_Source document_
┏━━
--- /dev/null
+===================================
+Compiling CUDA C/C++ with LLVM
+===================================
+
+.. contents::
+ :local:
+
+Introduction
+============
+
+This document contains the user guides and the internals of compiling CUDA
+C/C++ with LLVM. It is aimed at both users who want to compile CUDA with LLVM
+and developers who want to improve LLVM for GPUs. This document assumes a basic
+familiarity with CUDA. Information about CUDA programming can be found in the
+`CUDA programming guide
+<http://docs.nvidia.com/cuda/cuda-c-programming-guide/index.html>`_.
+
+How to Build LLVM with CUDA Support
+===================================
+
+The support for CUDA is still in progress and temporarily relies on `this patch
+<http://reviews.llvm.org/D14452>`_. Below is a quick summary of downloading and
+building LLVM with CUDA support. Consult the `Getting Started
+<http://llvm.org/docs/GettingStarted.html>`_ page for more details on setting
+up LLVM.
+
+#. Checkout LLVM
+
+ .. code-block:: console
+
+ $ cd where-you-want-llvm-to-live
+ $ svn co http://llvm.org/svn/llvm-project/llvm/trunk llvm
+
+#. Checkout Clang
+
+ .. code-block:: console
+
+ $ cd where-you-want-llvm-to-live
+ $ cd llvm/tools
+ $ svn co http://llvm.org/svn/llvm-project/cfe/trunk clang
+
+#. Apply the temporary patch for CUDA support.
+
+ If you have installed `Arcanist
+ <http://llvm.org/docs/Phabricator.html#requesting-a-review-via-the-command-line>`_,
+ you can apply this patch using
+
+ .. code-block:: console
+
+ $ cd where-you-want-llvm-to-live
+ $ cd llvm/tools/clang
+ $ arc patch D14452
+
+ Otherwise, go to `its review page <http://reviews.llvm.org/D14452>`_,
+ download the raw diff, and apply it manually using
+
+ .. code-block:: console
+
+ $ cd where-you-want-llvm-to-live
+ $ cd llvm/tools/clang
+ $ patch -p0 < D14452.diff
+
+#. Configure and build LLVM and Clang
+
+ .. code-block:: console
+
+ $ cd where-you-want-llvm-to-live
+ $ mkdir build
+ $ cd build
+ $ cmake [options] ..
+ $ make
+
+How to Compile CUDA C/C++ with LLVM
+===================================
+
+We assume you have installed the CUDA driver and runtime. Consult the `NVIDIA
+CUDA installation Guide
+<https://docs.nvidia.com/cuda/cuda-installation-guide-linux/index.html>`_ if
+you have not.
┗━━
_Extracted data_
┏━━
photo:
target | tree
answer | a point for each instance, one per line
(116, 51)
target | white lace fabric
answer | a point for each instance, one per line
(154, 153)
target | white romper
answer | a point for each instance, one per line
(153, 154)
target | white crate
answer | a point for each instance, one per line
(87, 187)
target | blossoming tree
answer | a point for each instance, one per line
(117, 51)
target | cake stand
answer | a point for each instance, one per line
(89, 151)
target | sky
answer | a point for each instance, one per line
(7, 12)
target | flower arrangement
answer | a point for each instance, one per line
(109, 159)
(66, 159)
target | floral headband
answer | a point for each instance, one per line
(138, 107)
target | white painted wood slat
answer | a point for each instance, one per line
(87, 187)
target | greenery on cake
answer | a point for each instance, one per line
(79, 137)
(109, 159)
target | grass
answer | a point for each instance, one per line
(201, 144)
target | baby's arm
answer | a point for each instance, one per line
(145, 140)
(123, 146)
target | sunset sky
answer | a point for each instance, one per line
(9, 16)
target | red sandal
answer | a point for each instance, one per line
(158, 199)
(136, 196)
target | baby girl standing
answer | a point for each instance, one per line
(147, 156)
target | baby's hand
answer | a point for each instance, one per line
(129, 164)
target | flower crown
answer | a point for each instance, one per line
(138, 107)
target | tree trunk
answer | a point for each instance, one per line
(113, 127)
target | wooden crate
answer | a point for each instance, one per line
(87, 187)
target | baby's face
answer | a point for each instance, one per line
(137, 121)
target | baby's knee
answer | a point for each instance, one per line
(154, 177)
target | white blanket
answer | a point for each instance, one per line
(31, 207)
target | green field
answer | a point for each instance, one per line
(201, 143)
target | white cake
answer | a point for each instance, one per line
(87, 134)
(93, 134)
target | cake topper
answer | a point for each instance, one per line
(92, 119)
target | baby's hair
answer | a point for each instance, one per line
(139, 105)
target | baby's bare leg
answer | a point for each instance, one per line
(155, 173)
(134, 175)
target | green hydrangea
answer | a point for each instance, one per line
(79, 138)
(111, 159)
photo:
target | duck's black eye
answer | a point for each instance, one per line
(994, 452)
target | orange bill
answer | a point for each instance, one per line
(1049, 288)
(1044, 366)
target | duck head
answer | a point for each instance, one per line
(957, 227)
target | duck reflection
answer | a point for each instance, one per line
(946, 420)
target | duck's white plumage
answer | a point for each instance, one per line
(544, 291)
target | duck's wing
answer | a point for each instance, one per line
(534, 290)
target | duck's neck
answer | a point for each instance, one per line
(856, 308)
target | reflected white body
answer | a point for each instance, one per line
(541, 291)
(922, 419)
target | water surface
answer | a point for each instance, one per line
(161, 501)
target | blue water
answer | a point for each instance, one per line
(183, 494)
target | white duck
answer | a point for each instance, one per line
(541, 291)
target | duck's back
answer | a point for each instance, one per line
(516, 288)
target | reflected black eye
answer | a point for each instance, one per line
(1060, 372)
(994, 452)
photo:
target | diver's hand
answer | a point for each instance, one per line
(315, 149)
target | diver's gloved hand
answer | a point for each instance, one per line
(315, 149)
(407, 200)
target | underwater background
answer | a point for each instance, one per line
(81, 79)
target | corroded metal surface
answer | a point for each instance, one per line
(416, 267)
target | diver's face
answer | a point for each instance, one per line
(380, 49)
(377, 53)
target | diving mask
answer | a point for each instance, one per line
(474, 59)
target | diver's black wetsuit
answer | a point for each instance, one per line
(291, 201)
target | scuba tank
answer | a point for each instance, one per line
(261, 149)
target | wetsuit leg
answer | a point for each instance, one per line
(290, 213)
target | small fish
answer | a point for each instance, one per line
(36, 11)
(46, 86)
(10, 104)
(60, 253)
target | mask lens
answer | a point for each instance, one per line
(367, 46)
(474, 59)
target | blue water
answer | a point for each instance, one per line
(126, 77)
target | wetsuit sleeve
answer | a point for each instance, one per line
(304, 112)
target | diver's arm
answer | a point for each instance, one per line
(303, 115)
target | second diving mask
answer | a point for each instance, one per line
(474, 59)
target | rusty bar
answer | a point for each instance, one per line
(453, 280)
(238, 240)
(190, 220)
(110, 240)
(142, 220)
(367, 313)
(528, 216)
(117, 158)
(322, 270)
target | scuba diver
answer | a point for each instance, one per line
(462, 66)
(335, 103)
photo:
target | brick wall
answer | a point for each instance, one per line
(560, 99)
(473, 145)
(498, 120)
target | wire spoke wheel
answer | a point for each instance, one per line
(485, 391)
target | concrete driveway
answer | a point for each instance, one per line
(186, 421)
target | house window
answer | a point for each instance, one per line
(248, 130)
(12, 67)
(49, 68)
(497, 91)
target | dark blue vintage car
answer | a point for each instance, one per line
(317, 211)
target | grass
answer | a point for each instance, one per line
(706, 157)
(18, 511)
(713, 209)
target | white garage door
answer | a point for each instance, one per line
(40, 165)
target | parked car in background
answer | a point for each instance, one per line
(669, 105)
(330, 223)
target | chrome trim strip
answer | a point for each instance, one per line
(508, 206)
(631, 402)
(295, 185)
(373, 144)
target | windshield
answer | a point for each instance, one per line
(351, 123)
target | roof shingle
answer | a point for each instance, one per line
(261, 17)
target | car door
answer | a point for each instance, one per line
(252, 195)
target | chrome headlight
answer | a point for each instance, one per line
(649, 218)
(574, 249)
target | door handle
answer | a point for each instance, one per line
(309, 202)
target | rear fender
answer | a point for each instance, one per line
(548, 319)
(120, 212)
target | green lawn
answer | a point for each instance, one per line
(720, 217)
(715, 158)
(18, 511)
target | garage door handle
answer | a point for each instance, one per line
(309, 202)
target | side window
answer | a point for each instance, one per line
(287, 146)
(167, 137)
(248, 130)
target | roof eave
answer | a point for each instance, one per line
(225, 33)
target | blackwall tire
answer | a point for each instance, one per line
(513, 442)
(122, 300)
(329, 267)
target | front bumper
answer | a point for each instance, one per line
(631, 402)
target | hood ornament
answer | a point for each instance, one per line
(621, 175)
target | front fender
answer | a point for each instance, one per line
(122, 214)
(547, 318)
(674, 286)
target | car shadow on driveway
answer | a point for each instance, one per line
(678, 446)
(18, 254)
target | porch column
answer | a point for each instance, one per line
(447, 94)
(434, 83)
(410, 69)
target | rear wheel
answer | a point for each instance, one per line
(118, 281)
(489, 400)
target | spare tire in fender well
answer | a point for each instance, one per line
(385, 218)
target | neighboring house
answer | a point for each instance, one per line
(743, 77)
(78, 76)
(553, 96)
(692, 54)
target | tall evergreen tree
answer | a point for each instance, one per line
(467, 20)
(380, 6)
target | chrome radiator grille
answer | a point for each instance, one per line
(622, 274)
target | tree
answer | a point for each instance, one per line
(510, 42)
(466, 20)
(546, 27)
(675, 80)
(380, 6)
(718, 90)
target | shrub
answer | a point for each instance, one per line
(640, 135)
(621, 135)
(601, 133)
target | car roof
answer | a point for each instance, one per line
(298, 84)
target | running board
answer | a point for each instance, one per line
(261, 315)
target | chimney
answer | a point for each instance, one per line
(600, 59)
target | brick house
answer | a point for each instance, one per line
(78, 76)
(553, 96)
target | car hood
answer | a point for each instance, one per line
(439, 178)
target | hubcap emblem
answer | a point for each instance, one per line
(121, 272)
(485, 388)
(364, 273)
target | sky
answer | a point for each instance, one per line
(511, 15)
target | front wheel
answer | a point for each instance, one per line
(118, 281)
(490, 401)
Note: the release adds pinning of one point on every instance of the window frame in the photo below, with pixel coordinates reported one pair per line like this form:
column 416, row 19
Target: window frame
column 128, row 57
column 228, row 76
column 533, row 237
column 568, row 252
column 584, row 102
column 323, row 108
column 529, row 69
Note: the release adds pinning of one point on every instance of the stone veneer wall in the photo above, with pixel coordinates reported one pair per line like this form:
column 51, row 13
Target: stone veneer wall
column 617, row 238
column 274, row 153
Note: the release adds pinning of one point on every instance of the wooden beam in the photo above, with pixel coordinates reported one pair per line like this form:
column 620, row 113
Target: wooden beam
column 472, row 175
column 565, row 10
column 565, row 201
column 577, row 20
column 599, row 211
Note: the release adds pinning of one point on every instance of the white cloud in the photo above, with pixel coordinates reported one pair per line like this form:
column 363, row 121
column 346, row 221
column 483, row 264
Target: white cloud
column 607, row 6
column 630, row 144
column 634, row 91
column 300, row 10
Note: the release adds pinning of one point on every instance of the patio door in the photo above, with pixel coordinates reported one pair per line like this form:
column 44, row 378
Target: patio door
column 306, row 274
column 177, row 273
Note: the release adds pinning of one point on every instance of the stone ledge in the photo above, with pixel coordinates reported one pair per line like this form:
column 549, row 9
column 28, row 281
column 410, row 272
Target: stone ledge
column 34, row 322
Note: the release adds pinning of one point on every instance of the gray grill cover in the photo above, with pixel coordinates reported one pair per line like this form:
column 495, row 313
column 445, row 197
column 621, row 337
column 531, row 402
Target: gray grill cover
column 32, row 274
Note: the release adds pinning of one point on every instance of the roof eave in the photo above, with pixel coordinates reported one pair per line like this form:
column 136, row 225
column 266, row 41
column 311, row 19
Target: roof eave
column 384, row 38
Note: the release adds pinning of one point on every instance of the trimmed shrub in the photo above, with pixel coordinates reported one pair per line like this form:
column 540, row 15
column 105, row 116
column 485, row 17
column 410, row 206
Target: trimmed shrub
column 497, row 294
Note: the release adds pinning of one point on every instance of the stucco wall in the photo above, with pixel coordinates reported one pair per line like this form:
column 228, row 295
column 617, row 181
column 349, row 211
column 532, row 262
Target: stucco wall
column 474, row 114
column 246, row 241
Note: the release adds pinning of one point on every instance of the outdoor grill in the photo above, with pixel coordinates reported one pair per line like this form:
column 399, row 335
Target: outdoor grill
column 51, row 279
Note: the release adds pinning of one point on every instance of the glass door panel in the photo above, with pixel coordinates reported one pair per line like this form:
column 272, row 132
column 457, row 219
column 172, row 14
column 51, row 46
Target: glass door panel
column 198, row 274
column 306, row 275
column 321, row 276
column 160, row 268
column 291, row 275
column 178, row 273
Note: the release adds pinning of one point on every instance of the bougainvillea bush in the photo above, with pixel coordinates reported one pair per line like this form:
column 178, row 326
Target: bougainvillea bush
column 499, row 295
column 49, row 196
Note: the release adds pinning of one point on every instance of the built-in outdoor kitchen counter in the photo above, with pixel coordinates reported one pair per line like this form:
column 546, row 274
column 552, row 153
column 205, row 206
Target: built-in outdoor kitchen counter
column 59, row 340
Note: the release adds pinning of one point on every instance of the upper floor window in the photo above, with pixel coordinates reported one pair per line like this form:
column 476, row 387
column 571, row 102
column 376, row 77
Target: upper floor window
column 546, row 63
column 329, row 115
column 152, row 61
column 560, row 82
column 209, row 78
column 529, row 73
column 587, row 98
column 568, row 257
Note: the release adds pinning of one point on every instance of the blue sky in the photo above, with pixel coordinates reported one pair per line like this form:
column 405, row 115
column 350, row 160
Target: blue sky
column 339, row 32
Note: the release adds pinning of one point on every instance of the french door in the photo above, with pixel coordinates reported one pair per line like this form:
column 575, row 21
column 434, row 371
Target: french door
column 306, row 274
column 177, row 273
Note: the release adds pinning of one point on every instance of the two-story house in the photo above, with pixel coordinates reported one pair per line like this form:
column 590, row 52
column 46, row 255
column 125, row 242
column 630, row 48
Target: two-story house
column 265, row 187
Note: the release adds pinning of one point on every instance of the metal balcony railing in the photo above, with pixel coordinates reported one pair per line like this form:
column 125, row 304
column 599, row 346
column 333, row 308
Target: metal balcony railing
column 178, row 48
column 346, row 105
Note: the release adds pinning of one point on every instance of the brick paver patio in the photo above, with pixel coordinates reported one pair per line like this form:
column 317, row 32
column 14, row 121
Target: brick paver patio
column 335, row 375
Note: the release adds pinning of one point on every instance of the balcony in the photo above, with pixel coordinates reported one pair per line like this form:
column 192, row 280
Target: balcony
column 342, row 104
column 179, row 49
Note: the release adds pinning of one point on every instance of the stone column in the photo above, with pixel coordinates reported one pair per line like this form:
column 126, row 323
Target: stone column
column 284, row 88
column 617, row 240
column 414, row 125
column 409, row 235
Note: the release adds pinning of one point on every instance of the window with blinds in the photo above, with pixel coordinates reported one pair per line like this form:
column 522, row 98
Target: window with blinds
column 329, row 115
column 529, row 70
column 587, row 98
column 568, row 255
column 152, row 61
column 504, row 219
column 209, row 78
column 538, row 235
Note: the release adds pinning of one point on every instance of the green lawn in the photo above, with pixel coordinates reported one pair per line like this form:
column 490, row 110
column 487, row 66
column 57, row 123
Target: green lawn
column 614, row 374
┗━━
_Your task_
Please write what comes next in the guide on compiling CUDA C/C++ with LLVM, picking up after its final sentence.

_The output_
+
+Suppose you want to compile and run the following CUDA program (``axpy.cu``)
+which multiplies a ``float`` array by a ``float`` scalar (AXPY).
+
+.. code-block:: c++
+
+ #include <helper_cuda.h> // for checkCudaErrors
+
+ #include <iostream>
+
+ __global__ void axpy(float a, float* x, float* y) {
+ y[threadIdx.x] = a * x[threadIdx.x];
+ }
+
+ int main(int argc, char* argv[]) {
+ const int kDataLen = 4;
+
+ float a = 2.0f;
+ float host_x[kDataLen] = {1.0f, 2.0f, 3.0f, 4.0f};
+ float host_y[kDataLen];
+
+ // Copy input data to device.
+ float* device_x;
+ float* device_y;
+ checkCudaErrors(cudaMalloc(&device_x, kDataLen * sizeof(float)));
+ checkCudaErrors(cudaMalloc(&device_y, kDataLen * sizeof(float)));
+ checkCudaErrors(cudaMemcpy(device_x, host_x, kDataLen * sizeof(float),
+ cudaMemcpyHostToDevice));
+
+ // Launch the kernel.
+ axpy<<<1, kDataLen>>>(a, device_x, device_y);
+
+ // Copy output data to host.
+ checkCudaErrors(cudaDeviceSynchronize());
+ checkCudaErrors(cudaMemcpy(host_y, device_y, kDataLen * sizeof(float),
+ cudaMemcpyDeviceToHost));
+
+ // Print the results.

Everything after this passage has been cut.